◆ **Given exercise**: Retype the records below exactly as they appear.

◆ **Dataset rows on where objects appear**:
• • • • • • •

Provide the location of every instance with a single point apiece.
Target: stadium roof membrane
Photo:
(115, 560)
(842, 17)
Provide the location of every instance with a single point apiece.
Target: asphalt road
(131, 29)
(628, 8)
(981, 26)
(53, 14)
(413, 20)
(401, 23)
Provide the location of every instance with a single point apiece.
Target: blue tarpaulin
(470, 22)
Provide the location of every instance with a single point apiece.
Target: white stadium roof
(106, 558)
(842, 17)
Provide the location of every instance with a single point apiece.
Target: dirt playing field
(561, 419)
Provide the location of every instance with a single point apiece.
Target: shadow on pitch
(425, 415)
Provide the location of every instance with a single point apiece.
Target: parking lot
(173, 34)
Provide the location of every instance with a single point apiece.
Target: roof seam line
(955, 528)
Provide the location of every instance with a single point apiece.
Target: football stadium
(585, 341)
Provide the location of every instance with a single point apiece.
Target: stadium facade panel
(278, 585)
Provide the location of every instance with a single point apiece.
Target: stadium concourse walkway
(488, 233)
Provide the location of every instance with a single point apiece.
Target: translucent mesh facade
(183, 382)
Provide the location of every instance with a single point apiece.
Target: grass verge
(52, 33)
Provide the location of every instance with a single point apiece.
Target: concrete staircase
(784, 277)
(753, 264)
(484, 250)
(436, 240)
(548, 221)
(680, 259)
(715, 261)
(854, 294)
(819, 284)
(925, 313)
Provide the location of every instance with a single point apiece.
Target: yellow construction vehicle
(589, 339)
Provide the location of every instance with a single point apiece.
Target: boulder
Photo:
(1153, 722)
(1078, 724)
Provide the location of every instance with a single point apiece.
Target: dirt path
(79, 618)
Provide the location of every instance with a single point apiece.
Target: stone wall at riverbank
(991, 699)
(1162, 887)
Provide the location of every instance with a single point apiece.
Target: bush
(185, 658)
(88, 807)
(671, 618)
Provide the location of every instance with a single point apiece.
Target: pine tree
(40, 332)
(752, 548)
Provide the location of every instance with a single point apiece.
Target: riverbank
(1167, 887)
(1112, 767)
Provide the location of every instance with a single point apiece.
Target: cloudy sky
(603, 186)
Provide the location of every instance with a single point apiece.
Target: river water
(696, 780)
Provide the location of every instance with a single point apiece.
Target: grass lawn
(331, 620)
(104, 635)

• • • • • • •

◆ **Correct response**:
Provide the location of every instance with a single point apiece.
Target: stadium roof membrane
Photo:
(115, 560)
(842, 17)
Provide the location of every instance with a single point apiece.
Target: asphalt road
(131, 29)
(628, 8)
(981, 26)
(53, 14)
(413, 20)
(401, 23)
Provide the location of every instance with a single point apiece.
Target: blue tarpaulin
(470, 22)
Provide the location of every instance with a single point apiece.
Target: white stadium roof
(106, 558)
(842, 17)
Provide the location of every instance with a single point apiece.
Target: dirt playing field
(561, 419)
Provide the location of every instance with a single point apiece.
Target: shadow on pitch
(425, 415)
Provide the location of every instance with a single point apiece.
Target: parking lot
(173, 34)
Provide the location of every instance with a single point apiece.
Target: roof seam line
(955, 528)
Provide the location of every instance with a single point apiece.
Target: football stadium
(585, 341)
Provide the location of every instance with a single point apiece.
Target: stadium facade panel
(278, 585)
Provide the location of every instance with a single point apiece.
Target: stadium concourse walkway
(488, 233)
Provide the location of every instance with a single point apiece.
Target: translucent mesh facade
(183, 382)
Provide the location of every instance with a single point apiece.
Target: grass verge
(52, 33)
Provide the location of every instance with a single point apiece.
Target: concrete staircase
(784, 277)
(753, 264)
(484, 250)
(436, 240)
(548, 221)
(680, 259)
(715, 261)
(854, 294)
(819, 284)
(925, 313)
Provide the location of every instance with a single point apiece.
Target: yellow construction vehicle
(589, 339)
Provide the location of every instance with a single point apiece.
Target: boulder
Photo:
(1153, 722)
(1078, 724)
Provide the location of every instance with a single point apiece.
Target: dirt path
(79, 618)
Provide the location of every instance with a single point apiece.
Target: stone wall at riverbank
(991, 699)
(1162, 887)
Provide the location of every instance with a single point apiece.
Target: bush
(185, 658)
(88, 807)
(671, 618)
Provide the location of every instance with a single point apiece.
Target: pine tree
(40, 332)
(752, 548)
Provide the location of every instance with a single point apiece.
Target: riverbank
(1167, 887)
(1112, 767)
Provide the location of every instance with a single point apiece.
Target: cloudy sky
(603, 186)
Provide the location of every instance with a single point apiece.
Target: river water
(696, 780)
Provide the location of every instance with a single point apiece.
Target: grass lawn
(331, 620)
(104, 635)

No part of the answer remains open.